▶ [Page text]:
•••
IRANIAN CINEMA BRAIN DRAIN CONTINUES
As the repressive political atmosphere in Iran gets worse and worse more and more top cinema talent is finding it impossible to work there and fleeing the Islamic Republic to seek sanctuary and freedom of expression in other countries. Kurdish Iranian director Bahman Ghobadi whose Kurdish language films won two top awards at San Sebastian in 2004 and 2006 (the latter banned in Iran) sealed his own fate with a film called "Nobody Knows About Persian Cats" which was shown at Cannes in 2009 and highly displeased the turbaned clerics back in Tehran. The topic was underground rock musicians in Iran trying to get passports to London so they could work freely. in exile Ghobsdi finally settled in Turkey where greatly depressed he started shopping around for a new film topic.
The film he has finally finished with considerable Turkish assistance is another Kurdish theme and has the poetic title of "Season of the Rhinoceros" (Fasle Kargaran) officially now, "Rhino Season". The world premiere was held at the Toronto film festival in September. His new film didn't take any prizes at Toronto but generated intense press coverage marking one more notch on the Iranian filmmaker Brain Drain trail. "Rhino Season" was shot mostly in Turkey, where Bohman has set up shop, and surprisingly stars the outstanding Italian actress Monica Bellucci (47) partnering exiled Persian film legend of yesteryear, Behruz Voshoughi, 74, in the leading roles.
•••
▶ [Parts of the exercise]:
1 – In the article on Iranian filmmakers leaving the country, where was the world premiere of "Rhino Season" held?
2 – Filter the records, keeping every line that contains the string "mountain", and copy those lines out.
The records that come next are unrelated to the article on Iranian filmmakers leaving the country.

▶ [Recorded information]:
•••
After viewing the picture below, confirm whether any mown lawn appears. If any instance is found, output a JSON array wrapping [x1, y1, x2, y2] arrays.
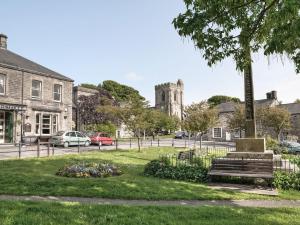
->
[[0, 201, 300, 225], [0, 148, 300, 200]]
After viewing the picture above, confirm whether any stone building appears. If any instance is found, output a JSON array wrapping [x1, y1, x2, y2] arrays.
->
[[155, 79, 184, 120], [205, 91, 300, 141], [0, 34, 73, 143], [204, 91, 279, 141]]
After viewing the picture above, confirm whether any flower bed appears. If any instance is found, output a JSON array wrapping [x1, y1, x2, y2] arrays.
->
[[56, 162, 123, 177]]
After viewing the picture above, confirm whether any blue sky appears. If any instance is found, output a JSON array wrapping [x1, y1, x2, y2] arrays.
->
[[0, 0, 300, 104]]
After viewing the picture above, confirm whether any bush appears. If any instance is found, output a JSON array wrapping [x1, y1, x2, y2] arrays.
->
[[144, 159, 208, 182], [56, 162, 122, 177], [273, 171, 300, 191]]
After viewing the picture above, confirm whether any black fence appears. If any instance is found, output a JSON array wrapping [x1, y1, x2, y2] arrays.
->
[[159, 151, 300, 173]]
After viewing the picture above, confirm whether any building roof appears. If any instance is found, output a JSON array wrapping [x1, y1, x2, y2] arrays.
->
[[217, 99, 277, 113], [0, 48, 73, 82], [279, 103, 300, 114]]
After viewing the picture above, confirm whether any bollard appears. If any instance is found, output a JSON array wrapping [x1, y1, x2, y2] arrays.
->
[[36, 139, 41, 158], [47, 141, 50, 157], [19, 141, 22, 159], [77, 138, 80, 153]]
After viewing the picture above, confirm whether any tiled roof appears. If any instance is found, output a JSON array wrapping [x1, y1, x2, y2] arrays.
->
[[0, 49, 73, 82]]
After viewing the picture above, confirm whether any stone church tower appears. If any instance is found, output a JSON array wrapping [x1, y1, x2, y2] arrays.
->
[[155, 79, 184, 120]]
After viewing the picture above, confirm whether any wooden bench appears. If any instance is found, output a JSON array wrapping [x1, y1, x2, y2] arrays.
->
[[208, 158, 273, 185], [177, 150, 195, 160]]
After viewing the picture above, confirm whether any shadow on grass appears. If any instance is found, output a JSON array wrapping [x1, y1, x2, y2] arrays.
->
[[0, 201, 300, 225], [0, 151, 292, 200]]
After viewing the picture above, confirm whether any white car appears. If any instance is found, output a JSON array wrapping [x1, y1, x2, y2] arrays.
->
[[50, 131, 91, 148]]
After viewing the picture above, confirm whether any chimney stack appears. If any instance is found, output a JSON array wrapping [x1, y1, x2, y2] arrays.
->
[[267, 91, 277, 100], [0, 34, 7, 49]]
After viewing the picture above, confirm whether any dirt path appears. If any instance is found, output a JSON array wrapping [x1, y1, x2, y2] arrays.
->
[[0, 195, 300, 208]]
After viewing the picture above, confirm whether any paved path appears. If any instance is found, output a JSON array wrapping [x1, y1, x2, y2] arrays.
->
[[0, 195, 300, 208]]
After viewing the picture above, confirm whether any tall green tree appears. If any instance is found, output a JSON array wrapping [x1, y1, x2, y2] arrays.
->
[[99, 80, 145, 102], [183, 101, 218, 150], [173, 0, 300, 137]]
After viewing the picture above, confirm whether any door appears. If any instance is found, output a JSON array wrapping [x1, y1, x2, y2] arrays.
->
[[0, 112, 5, 144]]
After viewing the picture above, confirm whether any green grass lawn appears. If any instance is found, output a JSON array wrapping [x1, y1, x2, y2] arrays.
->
[[0, 148, 300, 200], [0, 201, 300, 225]]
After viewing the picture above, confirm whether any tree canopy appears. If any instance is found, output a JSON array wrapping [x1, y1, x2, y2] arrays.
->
[[99, 80, 145, 102], [207, 95, 241, 107], [173, 0, 300, 73]]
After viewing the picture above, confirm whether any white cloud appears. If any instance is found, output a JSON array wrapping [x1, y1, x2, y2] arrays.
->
[[125, 72, 143, 81]]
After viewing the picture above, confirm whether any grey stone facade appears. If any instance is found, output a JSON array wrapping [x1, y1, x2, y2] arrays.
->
[[204, 91, 300, 141], [155, 79, 184, 120], [0, 35, 73, 143]]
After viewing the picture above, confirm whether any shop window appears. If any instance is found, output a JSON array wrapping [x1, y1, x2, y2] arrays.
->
[[213, 127, 222, 138], [35, 113, 41, 134], [31, 80, 42, 99], [42, 115, 51, 134], [0, 74, 6, 95], [53, 84, 62, 102], [52, 115, 58, 134]]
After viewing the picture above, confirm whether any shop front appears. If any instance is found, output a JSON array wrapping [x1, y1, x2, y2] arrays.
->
[[0, 103, 26, 144]]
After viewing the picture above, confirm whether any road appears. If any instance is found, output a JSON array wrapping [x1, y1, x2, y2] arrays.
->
[[0, 138, 235, 160]]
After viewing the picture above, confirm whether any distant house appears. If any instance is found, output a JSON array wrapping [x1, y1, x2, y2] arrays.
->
[[0, 34, 73, 144], [204, 91, 279, 141]]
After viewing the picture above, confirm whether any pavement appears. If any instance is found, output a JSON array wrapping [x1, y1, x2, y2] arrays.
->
[[0, 195, 300, 208], [0, 138, 234, 160]]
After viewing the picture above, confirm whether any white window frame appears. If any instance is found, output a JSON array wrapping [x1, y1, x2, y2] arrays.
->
[[51, 114, 58, 134], [0, 73, 6, 95], [31, 80, 43, 100], [34, 113, 42, 135], [212, 127, 223, 138], [34, 112, 59, 136], [53, 84, 62, 102]]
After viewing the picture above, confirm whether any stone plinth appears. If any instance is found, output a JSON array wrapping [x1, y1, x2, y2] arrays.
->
[[227, 152, 273, 160], [235, 138, 266, 153]]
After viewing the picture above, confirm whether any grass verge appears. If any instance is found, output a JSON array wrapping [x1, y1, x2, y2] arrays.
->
[[0, 201, 300, 225], [0, 148, 300, 200]]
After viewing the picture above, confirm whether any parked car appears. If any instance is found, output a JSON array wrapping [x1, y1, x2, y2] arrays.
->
[[50, 131, 91, 148], [90, 132, 114, 145], [175, 131, 188, 139], [280, 141, 300, 154]]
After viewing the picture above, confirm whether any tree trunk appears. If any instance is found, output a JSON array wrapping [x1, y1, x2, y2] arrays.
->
[[244, 44, 256, 138]]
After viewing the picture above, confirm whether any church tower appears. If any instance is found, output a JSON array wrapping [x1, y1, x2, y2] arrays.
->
[[155, 79, 184, 120]]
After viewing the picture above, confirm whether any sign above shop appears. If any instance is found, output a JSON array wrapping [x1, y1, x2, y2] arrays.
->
[[0, 103, 26, 111]]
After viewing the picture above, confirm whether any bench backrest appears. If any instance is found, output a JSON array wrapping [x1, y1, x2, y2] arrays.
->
[[212, 159, 273, 173]]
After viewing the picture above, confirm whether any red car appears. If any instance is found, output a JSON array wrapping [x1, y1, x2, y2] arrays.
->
[[90, 132, 114, 145]]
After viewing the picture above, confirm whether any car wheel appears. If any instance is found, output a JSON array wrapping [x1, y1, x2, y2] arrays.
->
[[64, 142, 69, 148]]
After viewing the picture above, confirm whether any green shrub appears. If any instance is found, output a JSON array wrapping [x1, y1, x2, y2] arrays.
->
[[273, 171, 300, 191], [144, 160, 208, 182]]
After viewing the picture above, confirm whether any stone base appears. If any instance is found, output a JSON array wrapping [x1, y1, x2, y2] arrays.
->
[[226, 152, 273, 160], [235, 138, 266, 153]]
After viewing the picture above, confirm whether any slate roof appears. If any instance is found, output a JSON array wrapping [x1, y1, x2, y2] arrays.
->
[[279, 103, 300, 114], [0, 49, 73, 82], [217, 99, 277, 113]]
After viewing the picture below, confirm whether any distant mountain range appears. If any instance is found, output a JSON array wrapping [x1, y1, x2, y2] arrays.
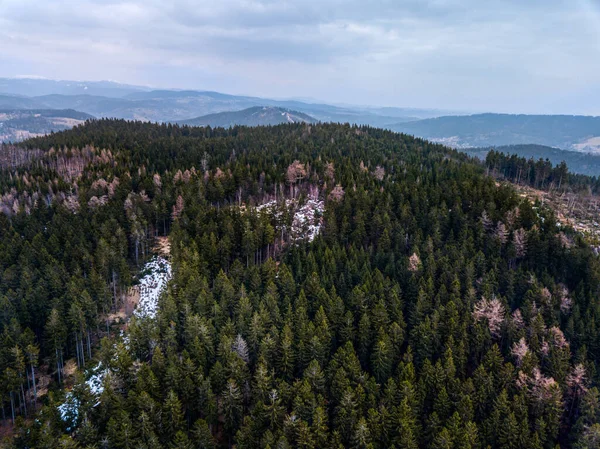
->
[[0, 78, 451, 127], [390, 114, 600, 153], [0, 109, 94, 142], [0, 78, 600, 164], [179, 106, 317, 128], [465, 145, 600, 176]]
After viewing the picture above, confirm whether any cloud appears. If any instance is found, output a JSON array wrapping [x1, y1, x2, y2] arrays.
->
[[0, 0, 600, 113]]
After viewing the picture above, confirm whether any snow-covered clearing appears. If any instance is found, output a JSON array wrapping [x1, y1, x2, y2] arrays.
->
[[57, 362, 108, 431], [133, 257, 172, 318], [256, 197, 325, 242], [58, 257, 172, 431]]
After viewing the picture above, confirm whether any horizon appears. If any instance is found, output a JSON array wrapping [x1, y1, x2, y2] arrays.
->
[[0, 75, 600, 120], [0, 0, 600, 116]]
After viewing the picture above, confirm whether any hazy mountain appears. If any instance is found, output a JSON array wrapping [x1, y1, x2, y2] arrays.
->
[[465, 145, 600, 176], [0, 109, 94, 142], [180, 106, 317, 128], [0, 78, 150, 97], [0, 78, 432, 123], [390, 114, 600, 152]]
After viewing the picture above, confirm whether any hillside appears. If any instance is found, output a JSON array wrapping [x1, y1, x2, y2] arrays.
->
[[0, 119, 600, 449], [464, 145, 600, 177], [390, 114, 600, 152], [179, 106, 316, 128], [0, 78, 452, 127], [0, 108, 94, 142]]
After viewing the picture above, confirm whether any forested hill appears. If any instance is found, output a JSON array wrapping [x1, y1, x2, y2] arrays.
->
[[179, 106, 317, 128], [390, 114, 600, 153], [464, 145, 600, 177], [0, 120, 600, 449]]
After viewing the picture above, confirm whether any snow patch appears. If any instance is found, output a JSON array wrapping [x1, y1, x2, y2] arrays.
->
[[133, 257, 172, 318], [256, 197, 325, 242], [57, 362, 108, 432]]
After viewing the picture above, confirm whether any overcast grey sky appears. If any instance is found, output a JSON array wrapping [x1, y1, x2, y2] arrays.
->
[[0, 0, 600, 115]]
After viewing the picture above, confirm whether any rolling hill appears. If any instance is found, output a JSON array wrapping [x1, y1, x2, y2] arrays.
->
[[390, 114, 600, 152], [465, 145, 600, 176], [0, 109, 94, 142], [179, 106, 317, 128], [0, 78, 452, 123]]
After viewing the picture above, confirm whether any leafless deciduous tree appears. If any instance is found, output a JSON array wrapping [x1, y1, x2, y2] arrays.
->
[[329, 184, 345, 202], [408, 253, 421, 273], [473, 296, 505, 337]]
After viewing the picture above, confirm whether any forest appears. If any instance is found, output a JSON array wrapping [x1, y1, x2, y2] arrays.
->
[[0, 119, 600, 449]]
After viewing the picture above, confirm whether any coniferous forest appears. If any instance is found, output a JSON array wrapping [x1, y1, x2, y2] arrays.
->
[[0, 120, 600, 449]]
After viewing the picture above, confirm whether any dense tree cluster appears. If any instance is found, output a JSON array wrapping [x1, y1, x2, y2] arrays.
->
[[485, 147, 600, 193], [0, 120, 600, 449]]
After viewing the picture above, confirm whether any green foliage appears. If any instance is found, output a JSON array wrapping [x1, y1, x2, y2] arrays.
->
[[0, 120, 600, 449]]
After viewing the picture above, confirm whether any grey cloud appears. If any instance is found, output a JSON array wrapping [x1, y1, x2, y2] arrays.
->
[[0, 0, 600, 113]]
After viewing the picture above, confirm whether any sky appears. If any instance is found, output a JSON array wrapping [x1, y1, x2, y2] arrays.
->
[[0, 0, 600, 115]]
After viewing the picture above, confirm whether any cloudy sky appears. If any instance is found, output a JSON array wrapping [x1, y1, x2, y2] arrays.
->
[[0, 0, 600, 115]]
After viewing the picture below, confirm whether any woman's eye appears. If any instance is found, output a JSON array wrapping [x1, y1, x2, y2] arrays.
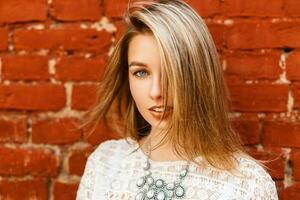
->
[[133, 71, 147, 78]]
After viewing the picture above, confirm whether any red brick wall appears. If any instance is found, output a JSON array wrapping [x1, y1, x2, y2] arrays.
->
[[0, 0, 300, 200]]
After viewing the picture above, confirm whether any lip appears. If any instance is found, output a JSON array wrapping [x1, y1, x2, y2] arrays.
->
[[149, 106, 173, 119], [149, 105, 173, 112]]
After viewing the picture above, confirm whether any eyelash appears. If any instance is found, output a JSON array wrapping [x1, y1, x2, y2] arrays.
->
[[133, 70, 148, 78]]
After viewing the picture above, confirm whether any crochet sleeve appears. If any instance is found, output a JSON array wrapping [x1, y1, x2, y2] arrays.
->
[[250, 175, 278, 200], [76, 153, 96, 200]]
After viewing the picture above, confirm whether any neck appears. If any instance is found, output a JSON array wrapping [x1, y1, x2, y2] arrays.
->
[[139, 130, 183, 161]]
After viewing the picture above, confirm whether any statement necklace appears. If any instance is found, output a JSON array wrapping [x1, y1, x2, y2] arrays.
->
[[135, 139, 190, 200]]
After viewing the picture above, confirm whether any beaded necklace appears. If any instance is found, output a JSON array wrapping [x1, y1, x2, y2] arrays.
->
[[135, 139, 190, 200]]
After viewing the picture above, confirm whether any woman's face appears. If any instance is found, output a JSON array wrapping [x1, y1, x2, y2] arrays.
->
[[128, 34, 172, 129]]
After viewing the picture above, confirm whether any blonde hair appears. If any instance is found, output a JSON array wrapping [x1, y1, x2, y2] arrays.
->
[[79, 0, 264, 170]]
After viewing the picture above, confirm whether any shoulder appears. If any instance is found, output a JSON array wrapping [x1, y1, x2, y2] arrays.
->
[[236, 154, 278, 199], [90, 139, 136, 158]]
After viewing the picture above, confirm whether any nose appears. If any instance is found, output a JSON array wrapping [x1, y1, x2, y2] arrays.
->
[[150, 76, 162, 100]]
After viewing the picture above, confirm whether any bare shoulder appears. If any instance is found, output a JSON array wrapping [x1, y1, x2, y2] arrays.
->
[[91, 139, 135, 158], [232, 154, 278, 199]]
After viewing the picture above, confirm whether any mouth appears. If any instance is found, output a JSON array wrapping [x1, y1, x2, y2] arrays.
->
[[149, 106, 173, 113]]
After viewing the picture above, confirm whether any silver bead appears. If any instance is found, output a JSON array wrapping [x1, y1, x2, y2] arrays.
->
[[156, 191, 166, 200], [180, 169, 187, 178], [135, 192, 145, 200], [155, 179, 164, 188], [143, 160, 150, 170], [145, 171, 151, 176], [147, 177, 154, 185], [175, 186, 184, 197], [147, 189, 155, 199], [167, 183, 175, 190], [167, 190, 174, 197], [136, 177, 146, 187]]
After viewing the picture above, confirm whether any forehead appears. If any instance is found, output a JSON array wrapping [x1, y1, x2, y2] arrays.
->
[[128, 34, 160, 67]]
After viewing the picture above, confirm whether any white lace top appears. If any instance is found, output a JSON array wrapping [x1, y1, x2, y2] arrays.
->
[[76, 139, 278, 200]]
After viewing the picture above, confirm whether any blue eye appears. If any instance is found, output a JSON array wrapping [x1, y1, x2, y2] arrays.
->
[[133, 71, 147, 78]]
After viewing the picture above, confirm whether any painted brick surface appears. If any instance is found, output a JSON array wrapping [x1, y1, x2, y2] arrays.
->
[[0, 0, 300, 200]]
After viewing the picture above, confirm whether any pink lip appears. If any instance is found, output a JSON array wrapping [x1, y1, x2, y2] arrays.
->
[[149, 106, 172, 119], [149, 106, 173, 111]]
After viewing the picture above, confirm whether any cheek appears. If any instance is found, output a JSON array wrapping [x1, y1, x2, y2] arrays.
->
[[129, 81, 147, 109]]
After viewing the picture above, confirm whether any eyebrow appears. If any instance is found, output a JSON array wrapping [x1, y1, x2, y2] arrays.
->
[[128, 61, 148, 67]]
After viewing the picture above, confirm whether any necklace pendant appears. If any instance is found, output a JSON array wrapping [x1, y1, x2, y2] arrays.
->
[[146, 189, 155, 199], [175, 185, 185, 198], [136, 177, 146, 188], [156, 191, 166, 200], [135, 192, 145, 200], [155, 179, 165, 188]]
•••
▶ [Answers to the exercises]:
1 – At the Toronto film festival in September.

2 –
After viewing the picture below, confirm whether any distant mountain range appears. If any instance is found, output a JSON array wrapping [x1, y1, x2, y2] arrays.
After viewing the picture above, confirm whether any hazy mountain appears. If any instance is found, output a JSON array wrapping [x1, y1, x2, y2] arrays.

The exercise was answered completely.